B. Self-Regulatory Organization's Statement on Burden on Competition

    CME does not believe that the proposed rule change will have any 
impact, or impose any burden, on competition. The rule changes simply 
permit futures commission merchants (``FCMs'') to transmit collateral 
of cleared swaps customers to CME that is in excess of the CME 
requirement for such customer.

C. Self-Regulatory Organization's Statement on Comments on the Proposed 
Rule Change Received From Members, Participants, or Others

    CME has not solicited, and does not intend to solicit, comments 
regarding this proposed rule change. CME has not received any 
unsolicited written comments from interested parties.

III. Date of Effectiveness of the Proposed Rule Change and Timing for 
Commission Action

    The foregoing rule change has become effective upon filing pursuant 
to Section 19(b)(3)(A) \10\ of the Act and paragraph (f)(2) of Rule 
19b-4 thereunder. At any time within 60 days of the filing of the 
proposed rule change, the Commission summarily may temporarily suspend 
such rule change if it appears to the Commission that such action is 
necessary or appropriate in the public interest, for the protection of 
investors, or otherwise in furtherance of the purposes of the Act.\11\
---------------------------------------------------------------------------

    \10\ 15 U.S.C. 78s(b)(3)(A).
    \11\ 15 U.S.C. 78s(b)(3)(C).
---------------------------------------------------------------------------

IV. Solicitation of Comments

    Interested persons are invited to submit written data, views and 
arguments concerning the foregoing, including whether the proposed rule 
change is consistent with the Act. Comments may be submitted by any of 
the following methods:

Electronic Comments

     Use the Commission's Internet comment form (https://www.sec.gov/rules/sro.shtml), or
     Send an email to rule-comments@sec.gov. Please include 
File No. SR-CME-2014-04 on the subject line.

Paper Comments:

     Send paper comments in triplicate to Elizabeth M. Murphy, 
Secretary, Securities and Exchange Commission, 100 F Street NE., 
Washington, DC, 20549-1090.

All submissions should refer to File Number SR-CME-2014-04. This file 
number should be included on the subject line if email is used. To help 
the

[[Page 12254]]

Commission process and review your comments more efficiently, please 
use only one method. The Commission will post all comments on the 
Commission's Internet Web site (https://www.sec.gov/rules/sro.shtml).

— Collection entries —
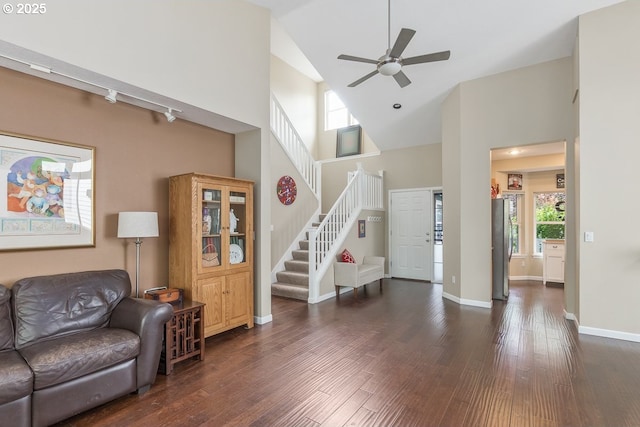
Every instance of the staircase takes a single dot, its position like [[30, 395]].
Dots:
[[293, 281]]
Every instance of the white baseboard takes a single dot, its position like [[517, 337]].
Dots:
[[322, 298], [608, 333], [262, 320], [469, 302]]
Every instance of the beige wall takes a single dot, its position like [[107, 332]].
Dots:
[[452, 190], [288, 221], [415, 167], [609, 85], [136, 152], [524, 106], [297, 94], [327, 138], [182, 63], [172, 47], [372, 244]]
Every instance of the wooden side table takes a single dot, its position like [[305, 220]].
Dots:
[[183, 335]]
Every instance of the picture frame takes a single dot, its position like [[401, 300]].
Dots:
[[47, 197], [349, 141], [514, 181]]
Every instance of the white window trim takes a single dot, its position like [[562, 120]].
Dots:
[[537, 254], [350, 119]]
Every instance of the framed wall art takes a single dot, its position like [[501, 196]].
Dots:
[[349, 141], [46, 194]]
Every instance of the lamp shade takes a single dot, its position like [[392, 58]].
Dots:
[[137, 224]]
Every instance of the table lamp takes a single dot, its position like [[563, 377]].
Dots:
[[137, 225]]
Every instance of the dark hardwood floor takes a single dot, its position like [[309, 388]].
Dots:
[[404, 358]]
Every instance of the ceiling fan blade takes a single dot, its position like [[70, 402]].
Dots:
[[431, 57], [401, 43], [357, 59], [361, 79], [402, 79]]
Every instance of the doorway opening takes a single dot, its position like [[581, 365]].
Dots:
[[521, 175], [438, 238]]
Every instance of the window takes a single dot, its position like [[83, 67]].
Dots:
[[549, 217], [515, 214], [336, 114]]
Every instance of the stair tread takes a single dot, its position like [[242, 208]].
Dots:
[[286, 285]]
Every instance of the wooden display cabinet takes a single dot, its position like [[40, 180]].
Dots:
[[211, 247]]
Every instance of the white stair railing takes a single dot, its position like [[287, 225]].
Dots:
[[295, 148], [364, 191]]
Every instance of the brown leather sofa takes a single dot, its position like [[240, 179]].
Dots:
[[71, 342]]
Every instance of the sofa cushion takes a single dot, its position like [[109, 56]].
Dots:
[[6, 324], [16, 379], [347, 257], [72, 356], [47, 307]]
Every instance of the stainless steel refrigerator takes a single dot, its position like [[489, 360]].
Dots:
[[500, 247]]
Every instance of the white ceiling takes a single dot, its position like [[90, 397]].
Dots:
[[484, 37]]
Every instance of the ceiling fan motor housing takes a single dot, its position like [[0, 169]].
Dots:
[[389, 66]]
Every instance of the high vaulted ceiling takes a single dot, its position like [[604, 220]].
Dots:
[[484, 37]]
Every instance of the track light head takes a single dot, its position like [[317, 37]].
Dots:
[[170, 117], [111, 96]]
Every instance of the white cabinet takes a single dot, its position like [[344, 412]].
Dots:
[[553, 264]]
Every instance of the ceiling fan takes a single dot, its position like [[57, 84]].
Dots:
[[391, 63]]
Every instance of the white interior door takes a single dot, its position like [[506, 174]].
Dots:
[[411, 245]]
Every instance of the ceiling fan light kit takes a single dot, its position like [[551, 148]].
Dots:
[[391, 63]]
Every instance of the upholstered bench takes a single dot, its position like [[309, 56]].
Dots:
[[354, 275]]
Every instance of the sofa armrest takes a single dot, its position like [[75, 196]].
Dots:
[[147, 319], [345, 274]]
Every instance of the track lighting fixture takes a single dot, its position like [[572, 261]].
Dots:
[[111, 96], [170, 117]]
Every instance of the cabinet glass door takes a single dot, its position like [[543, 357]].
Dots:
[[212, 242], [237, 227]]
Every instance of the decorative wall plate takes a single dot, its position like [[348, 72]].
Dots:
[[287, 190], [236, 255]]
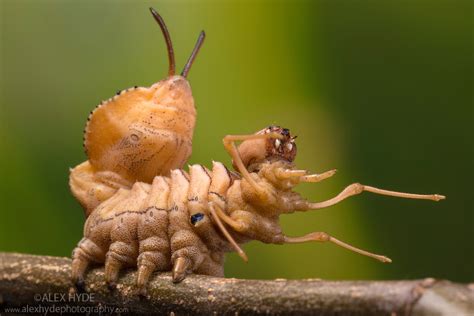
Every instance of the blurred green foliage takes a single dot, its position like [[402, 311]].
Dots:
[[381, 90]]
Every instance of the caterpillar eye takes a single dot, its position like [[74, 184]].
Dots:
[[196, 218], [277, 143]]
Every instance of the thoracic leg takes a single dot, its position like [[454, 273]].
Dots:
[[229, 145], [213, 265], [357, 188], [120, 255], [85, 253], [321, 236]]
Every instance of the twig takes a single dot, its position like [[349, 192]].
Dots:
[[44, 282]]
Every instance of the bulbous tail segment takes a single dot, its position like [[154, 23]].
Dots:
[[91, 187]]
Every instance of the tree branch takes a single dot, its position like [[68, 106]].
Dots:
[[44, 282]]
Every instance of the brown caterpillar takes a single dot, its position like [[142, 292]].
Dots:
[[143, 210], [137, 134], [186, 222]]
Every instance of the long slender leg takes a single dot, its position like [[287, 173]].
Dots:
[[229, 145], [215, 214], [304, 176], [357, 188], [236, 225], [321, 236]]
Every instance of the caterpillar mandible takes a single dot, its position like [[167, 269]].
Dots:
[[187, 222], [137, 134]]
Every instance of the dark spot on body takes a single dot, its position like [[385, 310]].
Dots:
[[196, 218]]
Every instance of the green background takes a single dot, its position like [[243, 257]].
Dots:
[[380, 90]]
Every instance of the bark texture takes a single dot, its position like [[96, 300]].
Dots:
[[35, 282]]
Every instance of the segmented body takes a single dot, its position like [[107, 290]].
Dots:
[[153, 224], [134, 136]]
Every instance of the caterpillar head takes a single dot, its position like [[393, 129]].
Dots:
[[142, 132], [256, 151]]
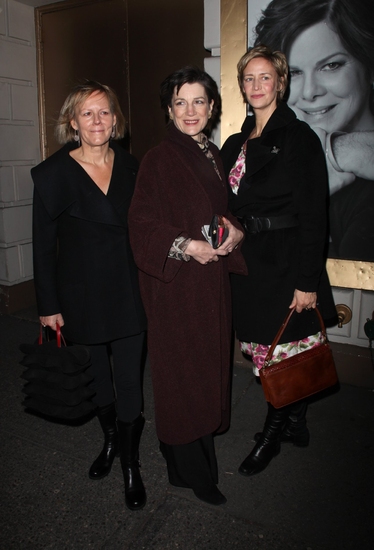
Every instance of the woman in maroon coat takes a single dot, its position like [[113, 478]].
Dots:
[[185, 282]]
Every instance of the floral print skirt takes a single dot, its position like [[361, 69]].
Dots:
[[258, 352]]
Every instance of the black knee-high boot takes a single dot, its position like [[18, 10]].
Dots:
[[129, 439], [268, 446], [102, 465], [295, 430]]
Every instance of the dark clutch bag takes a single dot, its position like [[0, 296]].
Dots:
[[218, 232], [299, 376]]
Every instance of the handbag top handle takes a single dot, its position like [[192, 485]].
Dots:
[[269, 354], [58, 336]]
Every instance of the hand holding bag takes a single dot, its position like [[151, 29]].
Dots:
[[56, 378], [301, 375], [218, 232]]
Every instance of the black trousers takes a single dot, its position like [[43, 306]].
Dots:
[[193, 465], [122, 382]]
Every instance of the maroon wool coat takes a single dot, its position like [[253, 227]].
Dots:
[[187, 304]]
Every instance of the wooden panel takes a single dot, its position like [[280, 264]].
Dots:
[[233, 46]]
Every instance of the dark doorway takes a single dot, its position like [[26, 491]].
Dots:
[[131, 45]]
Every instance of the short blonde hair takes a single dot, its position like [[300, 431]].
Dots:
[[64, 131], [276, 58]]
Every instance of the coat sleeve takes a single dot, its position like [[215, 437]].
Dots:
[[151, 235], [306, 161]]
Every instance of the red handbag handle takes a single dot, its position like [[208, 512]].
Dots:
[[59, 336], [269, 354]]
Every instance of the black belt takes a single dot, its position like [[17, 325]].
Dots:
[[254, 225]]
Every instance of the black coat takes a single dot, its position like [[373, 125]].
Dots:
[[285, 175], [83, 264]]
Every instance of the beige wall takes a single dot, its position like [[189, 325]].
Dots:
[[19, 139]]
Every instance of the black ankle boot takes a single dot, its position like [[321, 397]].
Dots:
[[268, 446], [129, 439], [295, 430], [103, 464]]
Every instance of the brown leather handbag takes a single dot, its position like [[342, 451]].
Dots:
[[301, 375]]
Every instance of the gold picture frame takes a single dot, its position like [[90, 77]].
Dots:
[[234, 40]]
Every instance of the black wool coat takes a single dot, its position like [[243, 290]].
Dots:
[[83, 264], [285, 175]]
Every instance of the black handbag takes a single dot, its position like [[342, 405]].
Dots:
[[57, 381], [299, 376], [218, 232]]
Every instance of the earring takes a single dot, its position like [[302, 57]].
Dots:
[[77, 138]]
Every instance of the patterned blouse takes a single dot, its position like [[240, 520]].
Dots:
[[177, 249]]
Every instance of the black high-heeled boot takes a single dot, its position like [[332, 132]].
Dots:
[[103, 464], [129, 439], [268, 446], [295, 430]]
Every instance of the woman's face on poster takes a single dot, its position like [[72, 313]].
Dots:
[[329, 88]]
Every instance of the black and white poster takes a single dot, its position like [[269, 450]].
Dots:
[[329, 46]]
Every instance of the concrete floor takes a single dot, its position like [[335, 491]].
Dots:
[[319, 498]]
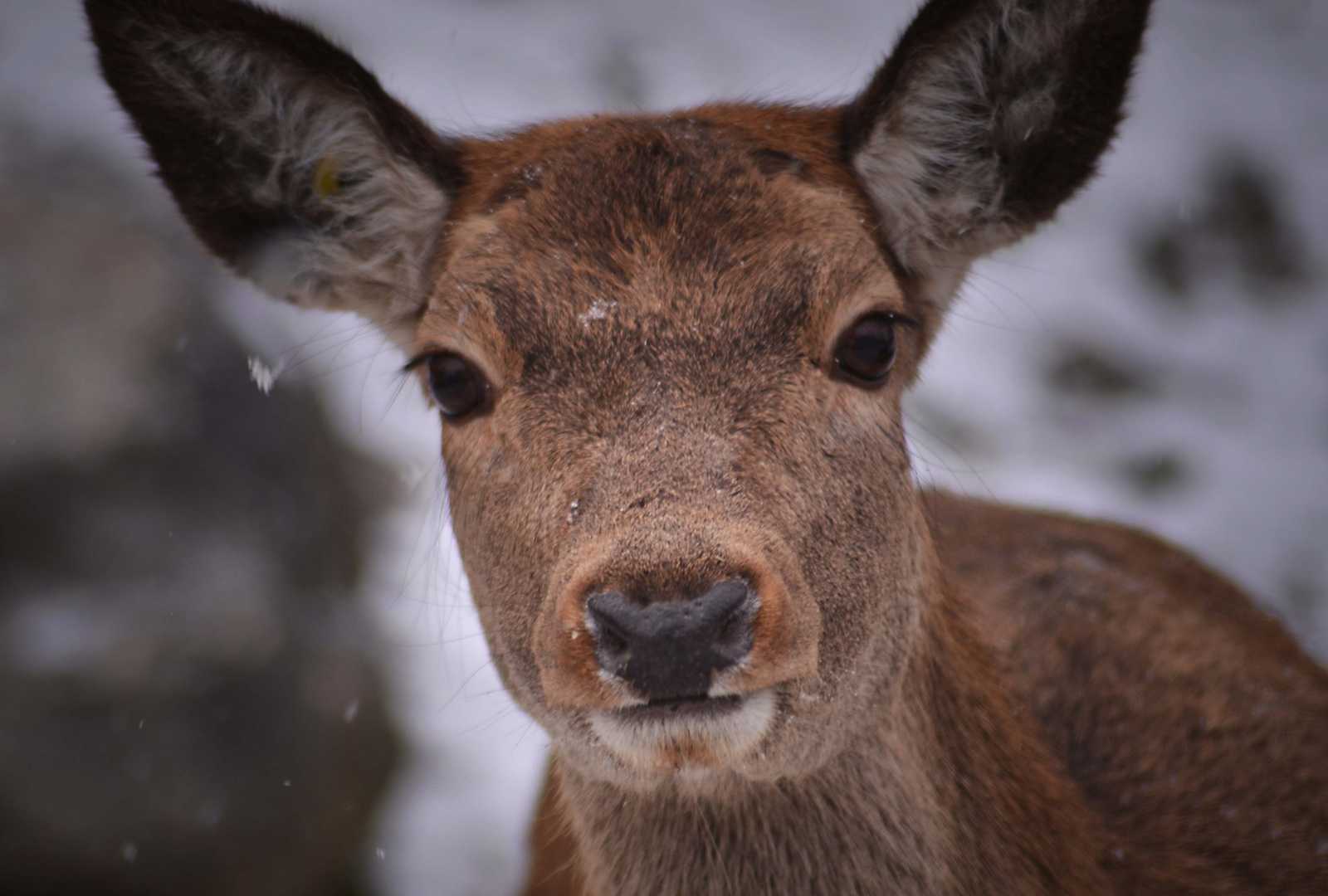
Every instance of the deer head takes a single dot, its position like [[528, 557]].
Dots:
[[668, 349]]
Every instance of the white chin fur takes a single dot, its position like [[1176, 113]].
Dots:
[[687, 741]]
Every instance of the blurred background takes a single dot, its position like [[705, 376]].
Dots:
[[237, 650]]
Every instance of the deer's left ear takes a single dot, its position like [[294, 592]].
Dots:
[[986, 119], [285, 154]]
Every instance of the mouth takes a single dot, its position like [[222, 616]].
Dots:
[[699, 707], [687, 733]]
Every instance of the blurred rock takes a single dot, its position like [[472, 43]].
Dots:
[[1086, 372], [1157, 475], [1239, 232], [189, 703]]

— PROBLEMS TO SOLVE —
A – List every method the rule-change notice gives for submitting comments.
B – From the collection entries, write out the lines starting at the one that contains "Every instance of the window" and ending at the one that contains "[[389, 66]]".
The rule-change notice and the collection entries are unrelated material.

— RESPONSES —
A –
- Use the Commission's Internet comment form (https://www.sec.gov/rules/sro.shtml).
- Send an email to rule-comments@sec.gov, with File No. SR-CME-2014-04 on the subject line.
- Send paper comments in triplicate to Elizabeth M. Murphy, Secretary, Securities and Exchange Commission, 100 F Street NE., Washington, DC, 20549-1090.

B –
Every instance of the window takes a single dot, its position like [[83, 67]].
Dots:
[[549, 217], [515, 214], [336, 114]]
Every instance of the stair tread takes a single dot, its position like [[242, 208]].
Dots:
[[286, 285]]
Every instance of the wooden display cabinet takes a single dot, its position like [[40, 180]].
Dots:
[[211, 247]]
Every instance of the white stair railing takes a single dot, its position like [[287, 225]].
Dots:
[[295, 148], [364, 191]]
Every instance of the brown leather sofa takes a single dot, its position like [[240, 179]].
Dots:
[[71, 342]]
Every instance of the sofa cushion takes a single dot, its position like [[109, 56]].
Dots:
[[6, 324], [16, 379], [347, 257], [72, 356], [47, 307]]
Every instance of the stainless steel refrigerator takes a single dot, its position like [[489, 360]].
Dots:
[[500, 247]]
Every instance of the white ceiling takes a single dot, its position like [[90, 397]].
Dots:
[[484, 37]]
Every instance of the ceiling fan motor housing takes a single dot, its position like [[0, 169]].
Dots:
[[389, 66]]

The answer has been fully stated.